• **WHAT YOU ARE ASKED TO DO**
Extract verbatim the passage of the text on digital agriculture governance starting with "- The millions" and going on through "of digital agriculture?".

• **EXCERPT**
━━━━━━

Key Points and Questions on the Governance of Digital Agriculture
Should an International Digital Council be struck, it should consider the following points as priorities:
- Digitalisation of food and agriculture should not be automatically considered positive or desirable. The autonomy of diverse cultural food and life ways of peoples and communities across the globe must be respected and protected as distinct and autonomous systems. It should not be assumed that smallholders WANT to be “integrated into new digitally driven agrifood systems” (USAID 2018, in Trendov, Varas, Zeng 2019 p1).
- A clear division needs to be made between industrial food systems and peasant / cultural / agroecological food systems. Peasant food systems should not be subjected to incorporation into industrial systems through digitalisation initiatives. At present, most digital technologies – precision agriculture and remote sensing technologies, big data, cloud, analytics, remote sensing technologies - are designed to serve failing industrial food systems.
- The millions of small-scale food producers across the globe, who produce the majority of the world’s food and who also disproportionately suffer from hunger, malnutrition, and food insecurity have the right to decide what kind of food and agriculture systems we want, and the right to participate in decisions that affect us. This includes digitalisation processes. Thus far, the consultations that have been conducted on this process have not included any small-scale food producers organisations. This is an unacceptable omission that should be corrected going forward.
Responses to questions for concept note
- What are the potential entry points for government to address challenges and foster the development of digital agriculture?
- Before governments address challenges and foster the development of digital agriculture, there are some important questions that need to be answered: What digital technologies are being developed and promoted and by whom? Who benefits from these developments? On what basis are digital technologies considered desirable? Have communities been consulted about their needs and aspirations for their food and agriculture systems? What are the risks to the rights, food security and livelihoods of people and communities of digital agriculture technologies?
- Private sector industrial innovations have already been shown to undermine democratic rights of people and communities to have a voice in decisions that affect them. This needs to be addressed directly and immediately. Indeed, the 2019 FAO status report Digital technologies in agriculture and rural areas recognised “large international companies predominantly use digital transformation in agriculture in a context of agribusiness. This process also affects other organizations, such as governments, public sector agencies and local agripreneurs, which are involved in tackling societal challenges such as rural livelihood, women and youth unemployment and agripreneurship” (Trendov et al, 2019 p2)
- Any process of digitalisation undertaken by governments and/or the private sector must respect pre-existing international human rights declarations, relevant treaties, conventions, and national laws. Violation of these instruments must incur strict and severe penalties.

━━━━━━

• **SUPPLIED DATA**

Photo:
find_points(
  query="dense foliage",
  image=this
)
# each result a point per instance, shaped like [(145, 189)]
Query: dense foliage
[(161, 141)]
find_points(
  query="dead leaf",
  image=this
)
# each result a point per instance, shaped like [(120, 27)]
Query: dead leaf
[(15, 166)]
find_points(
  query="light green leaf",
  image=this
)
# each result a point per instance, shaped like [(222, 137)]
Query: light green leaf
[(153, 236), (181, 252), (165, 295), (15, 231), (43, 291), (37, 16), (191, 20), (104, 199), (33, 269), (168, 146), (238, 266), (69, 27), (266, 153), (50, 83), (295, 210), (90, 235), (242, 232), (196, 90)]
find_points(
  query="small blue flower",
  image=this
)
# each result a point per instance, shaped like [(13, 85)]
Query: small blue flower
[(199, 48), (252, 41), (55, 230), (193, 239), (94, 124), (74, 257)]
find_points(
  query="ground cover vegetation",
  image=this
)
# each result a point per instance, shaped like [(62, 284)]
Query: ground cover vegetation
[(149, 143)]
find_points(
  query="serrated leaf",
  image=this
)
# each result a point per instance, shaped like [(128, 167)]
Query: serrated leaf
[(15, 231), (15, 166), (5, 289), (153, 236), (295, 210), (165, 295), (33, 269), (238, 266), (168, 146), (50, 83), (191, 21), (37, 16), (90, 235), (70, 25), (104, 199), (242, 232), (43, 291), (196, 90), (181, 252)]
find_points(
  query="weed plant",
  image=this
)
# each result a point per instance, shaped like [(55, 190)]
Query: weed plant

━━━━━━

• **SOLUTION TO THIS EXERCISE**
- The millions of small-scale food producers across the globe, who produce the majority of the world’s food and who also disproportionately suffer from hunger, malnutrition, and food insecurity have the right to decide what kind of food and agriculture systems we want, and the right to participate in decisions that affect us. This includes digitalisation processes. Thus far, the consultations that have been conducted on this process have not included any small-scale food producers organisations. This is an unacceptable omission that should be corrected going forward.
Responses to questions for concept note
- What are the potential entry points for government to address challenges and foster the development of digital agriculture?